Search the entries below for the string "outline" and copy the lines that hold it.

** Opening Exercise data block **

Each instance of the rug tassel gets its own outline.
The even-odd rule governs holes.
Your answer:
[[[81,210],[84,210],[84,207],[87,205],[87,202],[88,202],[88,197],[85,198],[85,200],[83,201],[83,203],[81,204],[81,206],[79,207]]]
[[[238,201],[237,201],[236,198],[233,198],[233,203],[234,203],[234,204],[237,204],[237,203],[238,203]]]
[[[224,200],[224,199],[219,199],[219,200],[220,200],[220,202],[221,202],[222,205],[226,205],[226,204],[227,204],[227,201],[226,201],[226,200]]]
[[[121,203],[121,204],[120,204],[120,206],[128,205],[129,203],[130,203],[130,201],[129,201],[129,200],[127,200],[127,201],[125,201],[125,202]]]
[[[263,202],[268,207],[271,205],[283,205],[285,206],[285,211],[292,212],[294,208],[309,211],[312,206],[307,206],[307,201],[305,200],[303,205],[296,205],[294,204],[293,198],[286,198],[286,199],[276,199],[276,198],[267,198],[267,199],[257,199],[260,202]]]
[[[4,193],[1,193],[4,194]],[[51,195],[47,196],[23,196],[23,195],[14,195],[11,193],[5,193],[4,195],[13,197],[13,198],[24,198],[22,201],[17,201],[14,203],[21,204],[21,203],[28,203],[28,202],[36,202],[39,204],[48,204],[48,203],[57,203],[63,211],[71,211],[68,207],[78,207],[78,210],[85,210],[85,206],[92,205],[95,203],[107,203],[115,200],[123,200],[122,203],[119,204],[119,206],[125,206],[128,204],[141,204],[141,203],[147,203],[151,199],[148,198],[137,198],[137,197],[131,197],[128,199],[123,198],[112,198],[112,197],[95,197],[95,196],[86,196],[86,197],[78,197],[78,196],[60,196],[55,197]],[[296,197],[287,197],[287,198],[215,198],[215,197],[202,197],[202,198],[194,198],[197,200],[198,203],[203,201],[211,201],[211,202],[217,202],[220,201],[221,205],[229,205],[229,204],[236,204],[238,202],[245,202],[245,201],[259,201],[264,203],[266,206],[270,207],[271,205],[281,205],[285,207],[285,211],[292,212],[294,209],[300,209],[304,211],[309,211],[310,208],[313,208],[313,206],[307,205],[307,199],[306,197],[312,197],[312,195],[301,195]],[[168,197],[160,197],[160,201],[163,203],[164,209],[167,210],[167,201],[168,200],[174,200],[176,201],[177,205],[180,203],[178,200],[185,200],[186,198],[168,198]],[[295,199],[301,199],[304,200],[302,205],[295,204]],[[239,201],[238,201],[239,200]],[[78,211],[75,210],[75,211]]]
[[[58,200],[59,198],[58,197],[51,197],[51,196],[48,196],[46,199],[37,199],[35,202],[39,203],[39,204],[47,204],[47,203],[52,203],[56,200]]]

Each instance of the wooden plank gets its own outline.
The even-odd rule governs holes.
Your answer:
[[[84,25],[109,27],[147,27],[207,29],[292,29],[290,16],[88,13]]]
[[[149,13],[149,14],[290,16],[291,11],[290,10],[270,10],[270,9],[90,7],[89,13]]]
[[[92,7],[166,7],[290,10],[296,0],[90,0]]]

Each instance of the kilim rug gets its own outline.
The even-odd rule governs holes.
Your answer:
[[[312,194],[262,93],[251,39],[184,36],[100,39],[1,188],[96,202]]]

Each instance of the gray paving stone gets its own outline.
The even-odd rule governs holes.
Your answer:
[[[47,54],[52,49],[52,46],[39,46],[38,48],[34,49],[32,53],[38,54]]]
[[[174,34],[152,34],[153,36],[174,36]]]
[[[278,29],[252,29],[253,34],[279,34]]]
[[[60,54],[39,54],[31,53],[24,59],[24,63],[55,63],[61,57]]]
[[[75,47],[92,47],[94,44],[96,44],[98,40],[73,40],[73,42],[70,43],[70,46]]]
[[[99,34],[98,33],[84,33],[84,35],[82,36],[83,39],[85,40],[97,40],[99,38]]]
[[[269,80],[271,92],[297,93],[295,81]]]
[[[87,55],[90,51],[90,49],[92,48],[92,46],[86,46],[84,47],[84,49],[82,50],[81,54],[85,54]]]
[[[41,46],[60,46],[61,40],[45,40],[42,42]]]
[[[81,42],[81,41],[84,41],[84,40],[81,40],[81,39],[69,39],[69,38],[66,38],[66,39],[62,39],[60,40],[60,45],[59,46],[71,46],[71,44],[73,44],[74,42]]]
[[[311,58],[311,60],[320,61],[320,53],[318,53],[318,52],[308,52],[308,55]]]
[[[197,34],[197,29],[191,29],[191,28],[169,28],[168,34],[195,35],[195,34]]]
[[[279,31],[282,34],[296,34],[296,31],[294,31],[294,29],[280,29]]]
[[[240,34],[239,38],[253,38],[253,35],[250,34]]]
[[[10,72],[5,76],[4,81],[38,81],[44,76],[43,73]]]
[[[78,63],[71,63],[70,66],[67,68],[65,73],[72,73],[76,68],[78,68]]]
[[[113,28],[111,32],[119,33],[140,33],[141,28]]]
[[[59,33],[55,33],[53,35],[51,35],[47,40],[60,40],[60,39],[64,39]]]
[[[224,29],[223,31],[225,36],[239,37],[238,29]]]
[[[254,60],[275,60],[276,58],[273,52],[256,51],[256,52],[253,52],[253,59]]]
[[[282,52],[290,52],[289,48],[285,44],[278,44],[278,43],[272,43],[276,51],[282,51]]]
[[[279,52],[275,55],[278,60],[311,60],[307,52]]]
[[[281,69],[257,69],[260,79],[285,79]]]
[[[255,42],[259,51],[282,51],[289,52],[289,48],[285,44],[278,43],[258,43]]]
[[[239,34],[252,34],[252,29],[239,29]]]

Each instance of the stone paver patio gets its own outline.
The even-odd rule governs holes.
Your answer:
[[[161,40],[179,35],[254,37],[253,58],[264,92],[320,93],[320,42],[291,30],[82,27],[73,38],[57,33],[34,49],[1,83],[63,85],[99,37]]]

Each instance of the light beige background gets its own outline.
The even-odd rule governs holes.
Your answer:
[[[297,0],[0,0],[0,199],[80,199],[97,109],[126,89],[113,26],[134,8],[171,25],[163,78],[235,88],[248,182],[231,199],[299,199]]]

** Closing Exercise data block **

> _Result_
Each instance of the rug tassel gets its own outline.
Each instance of the wooden plank gets its own outline.
Each instance of the kilim rug gets its own outline.
Each instance of the gray paving stone gets its own outline.
Each instance of the stone paver patio gets its own outline.
Each instance of the light beige background gets its own outline.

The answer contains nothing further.